- What is asked
Reproduce the data below word for word, keeping every line in its original order and form.

######

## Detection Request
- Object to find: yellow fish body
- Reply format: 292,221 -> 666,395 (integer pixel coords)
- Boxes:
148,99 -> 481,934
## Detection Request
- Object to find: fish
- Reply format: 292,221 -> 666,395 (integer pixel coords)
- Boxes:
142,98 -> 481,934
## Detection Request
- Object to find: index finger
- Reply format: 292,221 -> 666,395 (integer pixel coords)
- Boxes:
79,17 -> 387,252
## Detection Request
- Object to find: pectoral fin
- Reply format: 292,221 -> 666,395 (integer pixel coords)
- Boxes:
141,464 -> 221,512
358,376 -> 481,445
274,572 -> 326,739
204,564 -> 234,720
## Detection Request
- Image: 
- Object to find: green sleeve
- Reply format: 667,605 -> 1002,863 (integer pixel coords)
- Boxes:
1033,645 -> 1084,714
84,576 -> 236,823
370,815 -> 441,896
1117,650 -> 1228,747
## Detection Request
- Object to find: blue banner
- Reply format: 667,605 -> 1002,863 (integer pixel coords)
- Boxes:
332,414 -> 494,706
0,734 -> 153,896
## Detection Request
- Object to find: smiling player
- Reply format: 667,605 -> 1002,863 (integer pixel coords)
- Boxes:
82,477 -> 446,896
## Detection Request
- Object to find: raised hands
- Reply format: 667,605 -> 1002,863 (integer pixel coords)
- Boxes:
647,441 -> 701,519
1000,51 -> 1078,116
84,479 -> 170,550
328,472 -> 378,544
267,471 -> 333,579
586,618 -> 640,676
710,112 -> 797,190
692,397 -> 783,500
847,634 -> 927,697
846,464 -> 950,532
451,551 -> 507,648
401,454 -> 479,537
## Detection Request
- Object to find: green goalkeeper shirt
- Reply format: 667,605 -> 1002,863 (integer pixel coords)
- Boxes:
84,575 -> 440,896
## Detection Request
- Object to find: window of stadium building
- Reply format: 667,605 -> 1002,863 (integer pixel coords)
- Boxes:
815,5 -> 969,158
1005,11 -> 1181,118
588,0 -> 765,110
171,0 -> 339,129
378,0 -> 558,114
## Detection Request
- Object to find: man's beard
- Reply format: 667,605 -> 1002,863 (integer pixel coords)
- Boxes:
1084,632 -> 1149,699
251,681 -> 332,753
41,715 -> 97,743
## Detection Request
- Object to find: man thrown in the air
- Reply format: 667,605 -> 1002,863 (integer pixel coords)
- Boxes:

######

- Exercise output
## Detection Request
- Object to find: yellow fish body
- Reply format: 292,221 -> 666,395 (integer pixel coords)
- Boxes:
148,99 -> 481,934
## Detection Request
- Object to find: fish
- Reply format: 292,221 -> 666,395 (integer pixel coords)
- Boxes:
142,98 -> 481,934
## Detection Request
- Object to find: index finger
- Reply format: 292,221 -> 666,395 (integer pixel coords)
- Boxes:
79,17 -> 387,252
## Detection Request
- Object to find: pectoral fin
- Reply format: 292,221 -> 666,395 (integer pixel coords)
- Boxes:
141,464 -> 221,512
358,376 -> 481,445
274,572 -> 326,739
204,564 -> 234,720
## Detection Request
- Image: 
- Object to find: green sleeve
- Reply format: 667,605 -> 1002,863 (integer pixel coords)
- Boxes:
1033,645 -> 1084,714
84,576 -> 236,823
370,815 -> 441,896
1117,650 -> 1228,747
## Detection Request
- Object to find: blue banner
- Reply format: 667,605 -> 1002,863 (integer pixel coords)
- Boxes:
332,414 -> 494,706
0,734 -> 153,896
## Detection Request
- Object to find: smiling player
- Reply format: 667,605 -> 1002,863 (integer pixel coords)
- Boxes:
82,477 -> 446,896
## Detection Request
- Object to find: raised hands
- Reply format: 667,605 -> 1002,863 (integer pixel coords)
- Boxes:
647,441 -> 701,519
1000,51 -> 1078,116
84,479 -> 170,550
328,472 -> 378,544
267,471 -> 333,579
586,618 -> 640,676
710,112 -> 797,190
692,397 -> 783,500
847,634 -> 927,697
846,464 -> 950,532
451,551 -> 507,648
401,454 -> 479,537
## Detection Request
- Object to find: green goalkeeper shirt
- Reply format: 667,605 -> 1002,863 (integer pixel coords)
- Boxes:
84,575 -> 440,896
## Detection Request
- Object to find: window of stadium building
- Reply format: 667,605 -> 1002,863 (integer pixel coords)
- Boxes:
815,5 -> 969,158
1005,11 -> 1181,118
588,0 -> 765,110
171,0 -> 339,129
378,0 -> 558,114
## Detection Request
- Object to find: man's beard
- Reply format: 667,605 -> 1002,863 (integer pixel coords)
- Boxes:
1084,632 -> 1149,699
251,681 -> 332,753
41,715 -> 97,743
## Detection Request
- Object to find: man thrown in the air
- Reply format: 667,605 -> 1002,863 (integer pixel coords)
- Boxes:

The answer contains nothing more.